TEXTO ELEGIDO
· · · · ·
Y comenzó de nuevo la epidemia de decretitis aguda. Lafayette se irguió para proponer la aprobación de un decreto compuesto de tres artículos, pero como la sesión llegaba a su fin, la propuesta hubo de turnarse para la sesión del día siguiente, y al día siguiente, tal y como si se tratara de competir en pos de quien se reventaba la mejor propuesta contrarrevolucionaria, un grupo de asambleístas llegó con la novedad de un decreto que dejaba corta a la proposición de Lafayette. Ese decreto, que resultó finalmente aprobado, compuesto de cinco artículos en donde se revocaban todos los procedimientos instruidos sobre hechos referentes a la revolución, así como todos los juicios con ella relacionados; prohibía, además, a los oficiales de policía proseguir o iniciar, según fuese el caso, todo procedimiento judicial sobre los hechos mencionados; pedía que el Rey ordenara al Ministro de Justicia el establecer, por conducto de los jueces de cada tribunal el estado de las instrucciones y juicios incluidos en la amnistía, debiendo certificar el Ministro al cuerpo legislativo la entrega del material solicitado. En el artículo cuarto se decretaba una amnistía general en favor de todo hombre de guerra detenido o acusado de delito militar a partir del 1º de junio de 1789 (en otro decreto, del 20 de septiembre de 1791, la Asamblea Nacional incluyó la deserción en esta amnistía), y, finalmente, el artículo quinto contemplaba el libre tránsito de las personas y revocaba el decreto del 1º de agosto relativo a los emigrantes.
· · · · ·
LISTADO PARA PROCESAR
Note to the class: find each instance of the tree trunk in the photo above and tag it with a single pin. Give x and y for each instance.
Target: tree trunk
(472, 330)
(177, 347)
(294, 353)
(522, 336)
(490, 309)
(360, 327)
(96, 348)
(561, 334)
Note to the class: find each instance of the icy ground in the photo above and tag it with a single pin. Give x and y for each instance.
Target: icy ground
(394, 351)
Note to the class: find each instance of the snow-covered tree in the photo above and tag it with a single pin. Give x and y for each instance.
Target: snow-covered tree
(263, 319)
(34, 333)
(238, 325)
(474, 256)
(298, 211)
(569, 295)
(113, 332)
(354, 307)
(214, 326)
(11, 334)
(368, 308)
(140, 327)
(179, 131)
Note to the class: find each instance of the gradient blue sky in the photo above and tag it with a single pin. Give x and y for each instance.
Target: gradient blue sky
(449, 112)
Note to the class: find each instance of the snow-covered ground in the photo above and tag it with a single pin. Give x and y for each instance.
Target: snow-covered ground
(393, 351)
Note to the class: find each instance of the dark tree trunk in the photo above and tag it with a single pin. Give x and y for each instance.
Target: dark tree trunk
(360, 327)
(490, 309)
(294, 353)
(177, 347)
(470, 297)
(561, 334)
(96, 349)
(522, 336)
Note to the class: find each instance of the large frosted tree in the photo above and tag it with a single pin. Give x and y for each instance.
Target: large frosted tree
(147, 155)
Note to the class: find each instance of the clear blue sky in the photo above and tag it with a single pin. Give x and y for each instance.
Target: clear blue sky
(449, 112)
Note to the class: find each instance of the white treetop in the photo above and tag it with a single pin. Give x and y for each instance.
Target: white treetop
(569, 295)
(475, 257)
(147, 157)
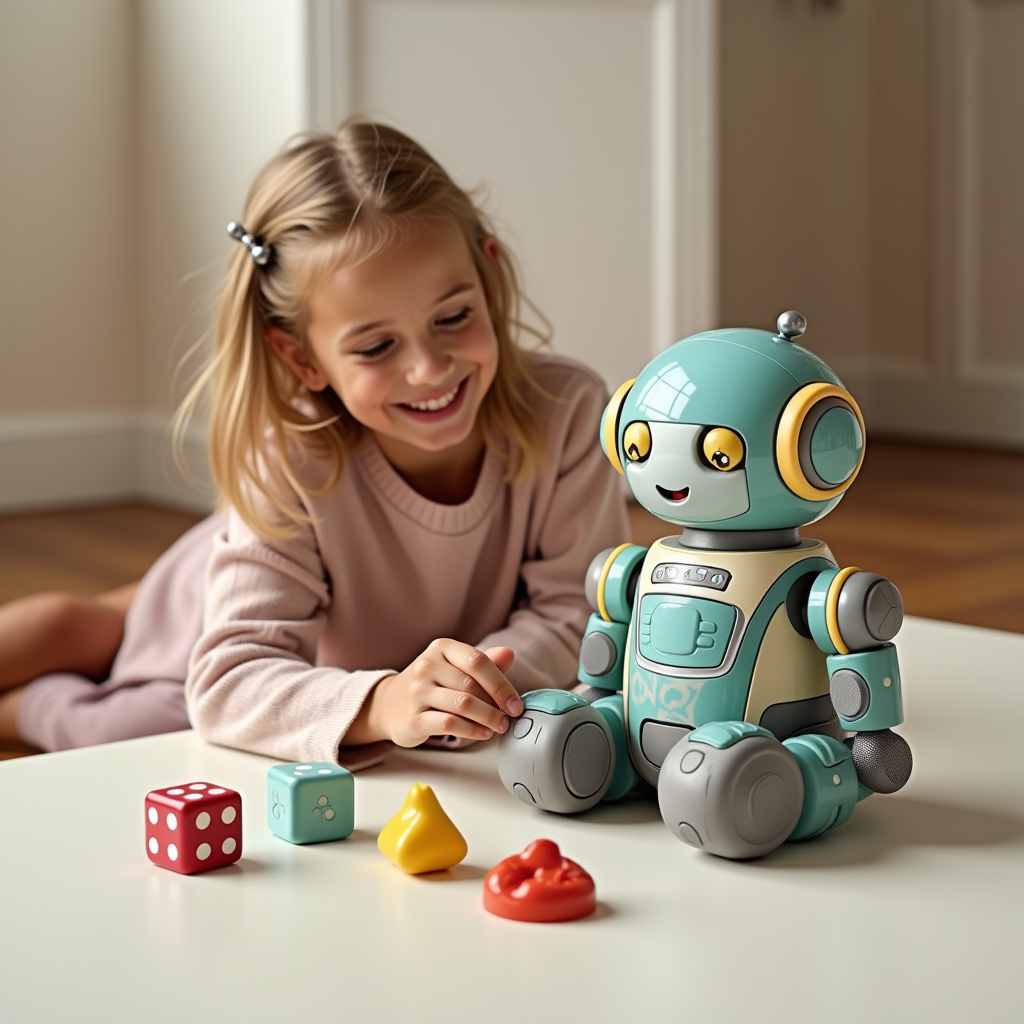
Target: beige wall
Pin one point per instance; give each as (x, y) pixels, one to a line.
(131, 131)
(221, 86)
(68, 203)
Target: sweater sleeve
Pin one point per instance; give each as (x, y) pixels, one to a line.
(579, 510)
(252, 680)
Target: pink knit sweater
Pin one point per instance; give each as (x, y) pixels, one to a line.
(298, 632)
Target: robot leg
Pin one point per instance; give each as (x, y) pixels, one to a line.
(731, 788)
(564, 755)
(830, 784)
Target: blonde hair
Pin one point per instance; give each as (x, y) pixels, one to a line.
(327, 200)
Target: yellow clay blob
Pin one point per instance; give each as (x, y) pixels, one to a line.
(421, 837)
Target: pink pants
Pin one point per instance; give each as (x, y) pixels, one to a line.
(145, 691)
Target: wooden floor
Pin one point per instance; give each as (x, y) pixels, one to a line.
(945, 524)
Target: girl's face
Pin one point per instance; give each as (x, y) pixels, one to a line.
(406, 340)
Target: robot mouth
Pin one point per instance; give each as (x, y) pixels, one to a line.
(673, 496)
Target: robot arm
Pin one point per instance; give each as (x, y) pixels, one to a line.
(852, 615)
(610, 586)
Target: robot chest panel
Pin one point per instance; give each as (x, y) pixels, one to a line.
(693, 607)
(684, 631)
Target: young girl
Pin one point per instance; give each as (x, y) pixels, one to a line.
(412, 499)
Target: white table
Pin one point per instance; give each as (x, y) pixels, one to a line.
(913, 910)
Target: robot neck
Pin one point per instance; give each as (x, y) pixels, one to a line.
(739, 540)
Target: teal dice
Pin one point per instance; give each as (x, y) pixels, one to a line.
(310, 802)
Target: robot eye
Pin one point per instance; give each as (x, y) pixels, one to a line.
(636, 441)
(723, 449)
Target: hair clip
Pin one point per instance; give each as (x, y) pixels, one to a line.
(260, 253)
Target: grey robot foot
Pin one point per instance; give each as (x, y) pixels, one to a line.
(883, 760)
(730, 788)
(559, 755)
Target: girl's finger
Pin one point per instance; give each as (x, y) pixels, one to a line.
(439, 723)
(477, 666)
(465, 705)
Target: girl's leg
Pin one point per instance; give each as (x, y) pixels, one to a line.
(8, 716)
(57, 632)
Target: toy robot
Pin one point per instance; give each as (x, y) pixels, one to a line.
(742, 652)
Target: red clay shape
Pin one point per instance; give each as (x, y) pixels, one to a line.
(539, 885)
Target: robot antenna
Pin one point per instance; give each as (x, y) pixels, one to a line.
(792, 325)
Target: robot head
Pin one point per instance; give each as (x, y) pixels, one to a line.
(736, 429)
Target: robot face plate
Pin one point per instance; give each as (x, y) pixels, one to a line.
(674, 482)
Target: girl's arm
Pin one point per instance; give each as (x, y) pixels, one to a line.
(253, 683)
(580, 509)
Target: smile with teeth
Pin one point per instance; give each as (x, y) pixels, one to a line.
(673, 496)
(435, 404)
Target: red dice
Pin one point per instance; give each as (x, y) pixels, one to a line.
(194, 826)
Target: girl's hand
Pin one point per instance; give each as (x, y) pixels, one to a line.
(451, 689)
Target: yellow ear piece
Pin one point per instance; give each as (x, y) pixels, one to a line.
(723, 449)
(636, 441)
(819, 446)
(609, 424)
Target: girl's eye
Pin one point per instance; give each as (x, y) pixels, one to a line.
(456, 318)
(379, 349)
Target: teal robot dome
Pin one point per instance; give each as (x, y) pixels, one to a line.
(736, 429)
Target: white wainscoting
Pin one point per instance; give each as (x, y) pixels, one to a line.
(87, 458)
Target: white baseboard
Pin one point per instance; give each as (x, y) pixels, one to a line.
(52, 461)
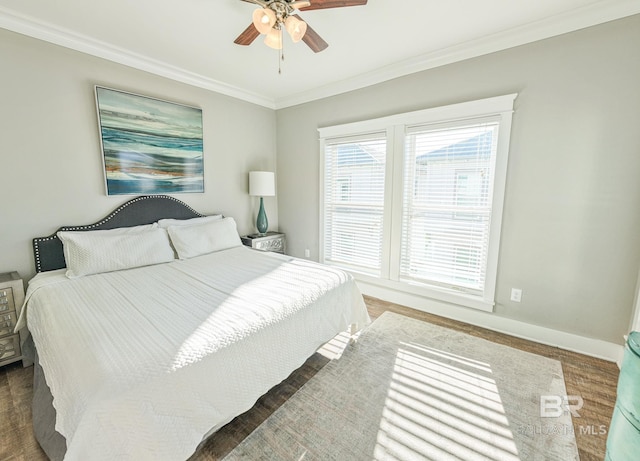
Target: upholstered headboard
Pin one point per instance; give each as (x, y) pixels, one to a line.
(147, 209)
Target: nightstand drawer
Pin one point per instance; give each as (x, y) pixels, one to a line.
(6, 300)
(9, 348)
(7, 323)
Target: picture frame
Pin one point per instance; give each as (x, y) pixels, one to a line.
(149, 146)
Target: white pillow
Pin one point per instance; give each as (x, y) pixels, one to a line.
(191, 241)
(93, 252)
(165, 223)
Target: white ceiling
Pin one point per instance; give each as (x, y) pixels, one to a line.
(192, 40)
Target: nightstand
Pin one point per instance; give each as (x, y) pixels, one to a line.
(271, 241)
(11, 299)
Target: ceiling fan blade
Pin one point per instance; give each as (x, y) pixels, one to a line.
(257, 2)
(323, 4)
(312, 39)
(296, 5)
(248, 36)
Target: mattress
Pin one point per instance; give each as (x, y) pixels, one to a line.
(143, 363)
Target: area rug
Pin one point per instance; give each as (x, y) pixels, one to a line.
(408, 390)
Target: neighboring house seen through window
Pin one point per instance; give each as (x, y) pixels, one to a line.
(414, 201)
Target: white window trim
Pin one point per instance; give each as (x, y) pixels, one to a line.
(395, 126)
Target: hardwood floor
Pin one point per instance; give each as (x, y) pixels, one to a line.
(593, 379)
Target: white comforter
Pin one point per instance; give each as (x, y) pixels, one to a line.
(143, 363)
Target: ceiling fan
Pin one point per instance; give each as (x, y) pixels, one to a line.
(274, 16)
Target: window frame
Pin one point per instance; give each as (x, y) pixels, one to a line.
(395, 127)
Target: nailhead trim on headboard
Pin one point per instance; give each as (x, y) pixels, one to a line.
(37, 241)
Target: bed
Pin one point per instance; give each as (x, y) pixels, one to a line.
(143, 359)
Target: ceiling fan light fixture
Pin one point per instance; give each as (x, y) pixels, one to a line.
(296, 28)
(274, 39)
(264, 19)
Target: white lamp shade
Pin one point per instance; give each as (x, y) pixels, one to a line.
(274, 39)
(296, 28)
(264, 19)
(262, 183)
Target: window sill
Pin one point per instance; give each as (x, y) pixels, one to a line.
(438, 294)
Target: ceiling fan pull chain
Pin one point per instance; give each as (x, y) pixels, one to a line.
(281, 57)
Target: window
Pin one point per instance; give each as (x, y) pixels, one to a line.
(446, 204)
(414, 201)
(354, 202)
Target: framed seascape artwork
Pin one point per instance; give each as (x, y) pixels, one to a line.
(149, 146)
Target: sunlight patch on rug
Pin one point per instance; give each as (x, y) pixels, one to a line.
(435, 409)
(408, 390)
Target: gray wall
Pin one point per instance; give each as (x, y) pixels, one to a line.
(570, 235)
(51, 167)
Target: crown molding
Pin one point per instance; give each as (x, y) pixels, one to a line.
(47, 32)
(590, 15)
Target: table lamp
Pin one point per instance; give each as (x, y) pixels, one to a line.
(262, 184)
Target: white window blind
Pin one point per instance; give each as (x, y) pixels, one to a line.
(354, 202)
(448, 183)
(412, 203)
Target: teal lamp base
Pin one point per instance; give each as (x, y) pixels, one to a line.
(262, 223)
· · · · ·
TAREAS POR HACER
- 1) Traduce al inglés esta oración del texto sobre los decretos de la Asamblea: «Y comenzó de nuevo la epidemia de decretitis aguda.»
- 2) Presenta en forma de lista numerada la parte del listado que empieza en la línea que contiene "Target: table lamp" y llega hasta el final del listado, con ambos extremos incluidos y sin las líneas en blanco.
El texto y el listado no tienen nada que ver entre sí.

LAS RESPUESTAS
- 1) And the epidemic of acute decree-itis broke out again.

- 2)
1. Target: table lamp
2. Pin one point per instance; give each as (x, y) pixels, one to a line.
3. (262, 184)
4. Target: white window blind
5. Pin one point per instance; give each as (x, y) pixels, one to a line.
6. (354, 202)
7. (448, 183)
8. (412, 203)
9. Target: teal lamp base
10. Pin one point per instance; give each as (x, y) pixels, one to a line.
11. (262, 223)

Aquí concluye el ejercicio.